- _DATASET EXTRACT_:
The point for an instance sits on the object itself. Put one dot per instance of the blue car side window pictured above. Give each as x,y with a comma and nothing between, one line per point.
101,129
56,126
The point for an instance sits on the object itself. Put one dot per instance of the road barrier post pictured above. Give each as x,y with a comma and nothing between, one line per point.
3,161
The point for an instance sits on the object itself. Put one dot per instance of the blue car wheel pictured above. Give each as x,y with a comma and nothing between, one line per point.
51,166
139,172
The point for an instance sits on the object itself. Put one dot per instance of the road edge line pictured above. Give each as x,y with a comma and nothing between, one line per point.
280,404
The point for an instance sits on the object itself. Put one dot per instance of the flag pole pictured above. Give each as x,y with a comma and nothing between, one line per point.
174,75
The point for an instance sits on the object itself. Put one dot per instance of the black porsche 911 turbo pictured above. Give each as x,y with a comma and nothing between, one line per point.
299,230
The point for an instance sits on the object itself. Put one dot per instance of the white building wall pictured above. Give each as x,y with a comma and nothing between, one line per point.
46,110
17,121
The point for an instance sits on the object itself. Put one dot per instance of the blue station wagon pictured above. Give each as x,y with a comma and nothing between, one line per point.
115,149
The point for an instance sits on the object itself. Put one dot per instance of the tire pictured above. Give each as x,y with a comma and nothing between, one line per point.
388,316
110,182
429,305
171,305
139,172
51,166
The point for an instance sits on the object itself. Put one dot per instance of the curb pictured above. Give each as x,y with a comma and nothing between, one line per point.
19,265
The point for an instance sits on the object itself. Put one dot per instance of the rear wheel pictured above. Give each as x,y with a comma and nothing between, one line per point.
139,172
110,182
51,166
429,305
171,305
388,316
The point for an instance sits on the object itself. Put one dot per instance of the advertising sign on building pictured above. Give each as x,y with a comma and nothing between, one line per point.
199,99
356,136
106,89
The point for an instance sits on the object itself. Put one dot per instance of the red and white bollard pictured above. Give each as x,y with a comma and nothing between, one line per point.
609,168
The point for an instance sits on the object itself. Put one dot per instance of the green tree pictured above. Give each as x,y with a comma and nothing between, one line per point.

- _ASSIGNMENT_:
From the first line to the last, write out the listing exactly.

- _EXERCISE RESPONSE_:
The point for an instance sits on the object itself. Put one dot per instance of the blue car side window pictured above. Give each as x,y with a comma and nothing between, one line per point.
101,129
56,126
The point for an instance sits on the object itself. Put one dot per instance of the road barrier post pictured above. Give each as x,y with a comma and nothing between, one line per point.
3,161
The point for an instance sits on the object itself. Put one dot per instance of the blue car wheel pictured above. Give each as x,y with a comma and nothing between, one line per point.
51,166
139,172
The point for an instance sits on the object itself. Put one dot per instance of the road edge line pictured above. Give each as x,y with a comma and nothing between, one line per point.
280,404
The point for an instance sits on the object itself. Put one dot per instance of the flag pole pictured above. Give each as x,y with a comma and nothing between, one line per point.
174,75
The point for an instance sits on the object itself. Put one dot per instance of the black porsche 911 turbo pictured above. Give each as x,y with a comma and nothing between, one line per point.
299,230
The point for an instance sits on the object itself. Put one dot per instance of the white building wall pictured above. Give each as x,y with a comma and nothing between, one line per point.
46,110
17,121
The point for an instance sits on the object itself. Put one dot per instance of the blue station wagon pictured above. Give each as x,y with a comma and nothing between, one line per point.
115,149
The point for an instance sits on the object itself. Put one dot per instance of the tire pictured above. Give each as x,y with a comma and nothing between, one line per point.
388,316
110,182
429,305
171,305
139,172
51,166
The point for an instance sits on the object itself. Put one dot per instance of the curb pictured above. Give each as x,y with a comma and nothing between, one line per point.
19,265
The point for an instance sits on the object itself. Put one dot per instance of the rear wheel pictured above. Give each as x,y with a comma and nothing between, one line per point.
139,172
110,182
51,166
429,305
171,305
388,316
The point for an instance sits on the object itself. Put one dot per instance of the advertising sign on building pictured above. Give each as x,y with a comma and nothing between, one line per point.
199,99
356,136
106,89
The point for an instance sits on the object itself. Put one dot per instance of the red and white bollard pictured above. Give each as x,y with a comma and nothing between, one line per point.
609,168
The point for an instance sits on the object itself. Put one dot per instance of the green tree pictured above. Give each as x,y with a comma and nothing between, one line per point.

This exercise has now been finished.